# WORK INSTRUCTIONS
Reproduce the part of the data below that opens with the line containing "Q: For each instance of the cloud" and closes at the end of the data, with both ends included.

Stored dataset items:

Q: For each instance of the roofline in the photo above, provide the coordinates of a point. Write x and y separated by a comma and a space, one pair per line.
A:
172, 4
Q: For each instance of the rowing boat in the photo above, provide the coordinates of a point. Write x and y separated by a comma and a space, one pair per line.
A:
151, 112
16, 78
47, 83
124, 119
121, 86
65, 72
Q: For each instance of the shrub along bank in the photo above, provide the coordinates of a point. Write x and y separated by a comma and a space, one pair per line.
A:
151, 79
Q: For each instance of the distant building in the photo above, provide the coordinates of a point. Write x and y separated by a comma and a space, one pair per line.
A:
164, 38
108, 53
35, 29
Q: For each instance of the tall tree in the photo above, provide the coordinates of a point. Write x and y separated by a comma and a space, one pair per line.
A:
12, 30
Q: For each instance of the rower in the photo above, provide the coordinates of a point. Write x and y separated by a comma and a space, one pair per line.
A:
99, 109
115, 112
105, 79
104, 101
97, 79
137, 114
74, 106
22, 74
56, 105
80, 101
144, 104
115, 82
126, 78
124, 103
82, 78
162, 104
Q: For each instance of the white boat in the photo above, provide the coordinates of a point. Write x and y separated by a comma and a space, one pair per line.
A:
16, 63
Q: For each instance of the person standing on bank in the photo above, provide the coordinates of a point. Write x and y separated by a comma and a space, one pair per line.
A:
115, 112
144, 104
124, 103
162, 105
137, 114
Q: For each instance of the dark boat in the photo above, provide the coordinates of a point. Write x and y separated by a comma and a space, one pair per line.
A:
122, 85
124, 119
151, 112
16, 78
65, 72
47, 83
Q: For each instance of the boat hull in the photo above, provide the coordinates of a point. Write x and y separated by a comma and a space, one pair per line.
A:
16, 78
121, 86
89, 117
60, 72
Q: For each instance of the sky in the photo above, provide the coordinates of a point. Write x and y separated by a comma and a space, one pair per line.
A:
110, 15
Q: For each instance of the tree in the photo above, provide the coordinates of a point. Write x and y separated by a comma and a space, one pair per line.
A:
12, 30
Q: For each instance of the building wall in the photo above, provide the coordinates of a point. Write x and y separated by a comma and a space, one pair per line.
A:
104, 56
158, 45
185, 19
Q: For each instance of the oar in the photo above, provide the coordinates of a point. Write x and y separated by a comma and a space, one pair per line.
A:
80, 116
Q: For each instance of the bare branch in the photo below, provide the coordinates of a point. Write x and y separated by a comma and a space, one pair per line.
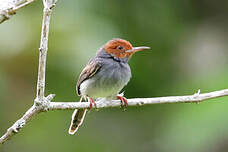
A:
41, 102
46, 105
43, 48
9, 7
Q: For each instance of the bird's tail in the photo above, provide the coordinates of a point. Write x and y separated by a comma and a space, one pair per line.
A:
77, 119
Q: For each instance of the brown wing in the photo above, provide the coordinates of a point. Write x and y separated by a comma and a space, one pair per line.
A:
89, 71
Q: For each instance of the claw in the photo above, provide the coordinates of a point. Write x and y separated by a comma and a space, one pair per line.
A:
123, 101
91, 102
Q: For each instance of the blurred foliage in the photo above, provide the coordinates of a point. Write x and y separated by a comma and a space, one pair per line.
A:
189, 51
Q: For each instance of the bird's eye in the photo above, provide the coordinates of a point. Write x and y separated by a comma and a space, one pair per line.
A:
120, 48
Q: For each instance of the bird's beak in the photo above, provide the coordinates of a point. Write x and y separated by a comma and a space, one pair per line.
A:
136, 49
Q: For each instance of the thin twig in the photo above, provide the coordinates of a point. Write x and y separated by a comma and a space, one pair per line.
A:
9, 9
103, 103
41, 102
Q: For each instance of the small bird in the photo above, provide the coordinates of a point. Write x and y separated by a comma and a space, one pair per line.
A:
104, 76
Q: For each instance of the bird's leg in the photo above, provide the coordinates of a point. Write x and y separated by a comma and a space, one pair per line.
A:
123, 101
91, 102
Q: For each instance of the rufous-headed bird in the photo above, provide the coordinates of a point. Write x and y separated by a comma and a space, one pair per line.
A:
104, 76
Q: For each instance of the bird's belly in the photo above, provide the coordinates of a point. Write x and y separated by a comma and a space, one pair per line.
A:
105, 85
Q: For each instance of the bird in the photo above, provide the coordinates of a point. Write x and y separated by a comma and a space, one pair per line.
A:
104, 77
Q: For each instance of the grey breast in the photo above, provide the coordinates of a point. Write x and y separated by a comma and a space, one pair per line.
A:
109, 80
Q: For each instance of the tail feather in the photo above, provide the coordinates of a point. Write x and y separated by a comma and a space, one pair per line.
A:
77, 120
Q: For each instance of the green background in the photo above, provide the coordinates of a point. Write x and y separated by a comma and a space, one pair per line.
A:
188, 40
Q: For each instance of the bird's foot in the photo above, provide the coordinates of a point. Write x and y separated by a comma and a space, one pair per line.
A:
124, 102
91, 102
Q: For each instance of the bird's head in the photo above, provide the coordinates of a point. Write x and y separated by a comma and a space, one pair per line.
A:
120, 48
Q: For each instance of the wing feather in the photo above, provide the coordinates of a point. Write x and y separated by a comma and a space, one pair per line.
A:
89, 71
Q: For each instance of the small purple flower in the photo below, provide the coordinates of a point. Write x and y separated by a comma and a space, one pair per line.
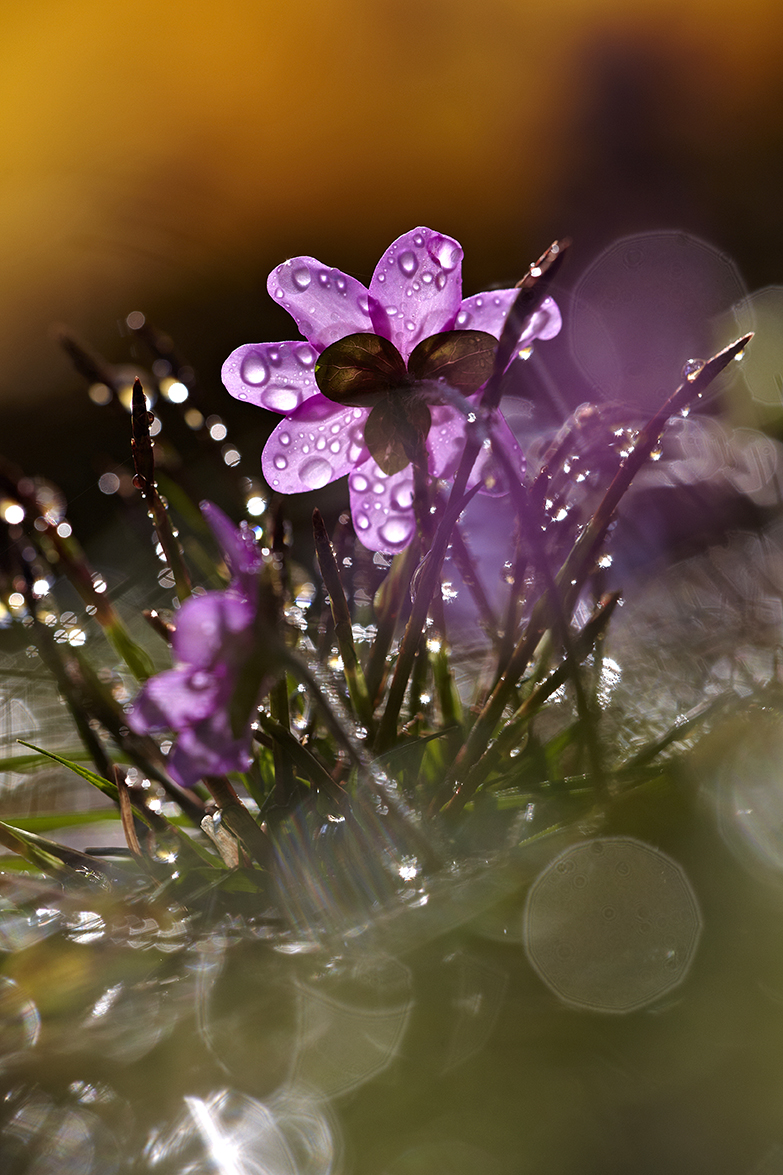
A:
396, 343
211, 646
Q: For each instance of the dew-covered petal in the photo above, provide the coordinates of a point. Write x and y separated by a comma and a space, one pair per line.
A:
276, 376
446, 443
208, 629
488, 311
416, 288
174, 699
238, 543
208, 749
382, 508
325, 303
316, 444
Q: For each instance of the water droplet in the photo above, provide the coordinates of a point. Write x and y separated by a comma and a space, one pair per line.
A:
447, 253
402, 497
315, 474
396, 530
691, 368
301, 277
254, 369
281, 400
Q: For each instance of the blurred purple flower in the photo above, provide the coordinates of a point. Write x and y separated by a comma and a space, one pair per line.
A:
415, 294
211, 646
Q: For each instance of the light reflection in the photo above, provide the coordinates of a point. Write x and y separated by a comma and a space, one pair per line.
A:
611, 925
228, 1133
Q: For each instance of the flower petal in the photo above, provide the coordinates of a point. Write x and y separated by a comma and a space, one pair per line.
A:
174, 699
382, 508
211, 628
416, 288
208, 749
446, 442
316, 444
325, 303
276, 376
488, 311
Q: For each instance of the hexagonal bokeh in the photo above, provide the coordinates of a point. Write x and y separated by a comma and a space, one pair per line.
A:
611, 925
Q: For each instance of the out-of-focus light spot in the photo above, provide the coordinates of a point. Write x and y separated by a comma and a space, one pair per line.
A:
218, 430
611, 925
12, 512
174, 390
100, 394
256, 505
108, 483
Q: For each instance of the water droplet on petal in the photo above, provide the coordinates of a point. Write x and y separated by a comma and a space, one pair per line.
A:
402, 497
396, 530
691, 368
301, 277
315, 474
447, 253
254, 369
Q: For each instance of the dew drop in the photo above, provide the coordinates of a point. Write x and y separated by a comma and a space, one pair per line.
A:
396, 530
281, 400
254, 369
402, 497
301, 277
691, 368
315, 472
447, 254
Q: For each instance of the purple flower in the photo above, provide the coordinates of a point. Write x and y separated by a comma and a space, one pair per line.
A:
211, 646
396, 344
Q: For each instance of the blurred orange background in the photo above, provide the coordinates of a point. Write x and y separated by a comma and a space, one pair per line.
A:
165, 156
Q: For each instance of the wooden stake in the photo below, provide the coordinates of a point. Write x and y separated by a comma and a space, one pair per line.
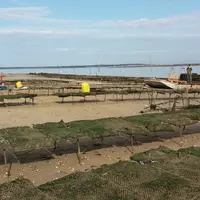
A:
181, 134
131, 141
170, 101
9, 170
5, 157
55, 146
187, 98
140, 95
105, 97
78, 146
102, 139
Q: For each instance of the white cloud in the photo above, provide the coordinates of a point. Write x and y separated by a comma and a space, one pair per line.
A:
186, 25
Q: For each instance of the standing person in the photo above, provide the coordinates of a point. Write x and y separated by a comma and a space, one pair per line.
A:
189, 74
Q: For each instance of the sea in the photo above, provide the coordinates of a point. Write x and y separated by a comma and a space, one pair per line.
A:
161, 72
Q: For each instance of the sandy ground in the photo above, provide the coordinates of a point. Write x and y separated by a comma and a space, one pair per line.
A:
46, 110
50, 109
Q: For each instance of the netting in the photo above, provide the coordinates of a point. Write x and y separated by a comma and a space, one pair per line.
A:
44, 135
156, 174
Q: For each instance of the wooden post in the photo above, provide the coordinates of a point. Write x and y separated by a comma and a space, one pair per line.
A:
96, 97
105, 97
78, 146
187, 98
32, 100
5, 157
170, 101
140, 95
131, 137
54, 146
9, 170
181, 128
182, 97
102, 139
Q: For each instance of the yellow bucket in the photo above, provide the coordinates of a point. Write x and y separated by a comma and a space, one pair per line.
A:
19, 84
85, 87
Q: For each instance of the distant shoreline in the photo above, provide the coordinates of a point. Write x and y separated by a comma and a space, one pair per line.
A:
101, 66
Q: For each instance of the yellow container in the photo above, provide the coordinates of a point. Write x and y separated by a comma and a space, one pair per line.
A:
19, 84
85, 87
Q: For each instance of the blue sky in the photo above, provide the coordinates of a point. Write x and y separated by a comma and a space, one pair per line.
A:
64, 32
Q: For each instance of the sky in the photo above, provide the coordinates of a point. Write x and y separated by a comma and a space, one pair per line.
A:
77, 32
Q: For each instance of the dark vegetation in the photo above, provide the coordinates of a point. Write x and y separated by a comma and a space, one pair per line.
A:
17, 96
91, 78
51, 134
156, 174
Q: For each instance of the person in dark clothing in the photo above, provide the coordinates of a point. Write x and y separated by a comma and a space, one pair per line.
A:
189, 74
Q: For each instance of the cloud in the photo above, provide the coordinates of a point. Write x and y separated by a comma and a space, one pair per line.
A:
185, 25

# FINAL ANSWER
Q: For each instance of the cloud in the photo above, provide the coordinates of a point. Write x and y separated by a comma and a space, one pair per line.
A:
185, 25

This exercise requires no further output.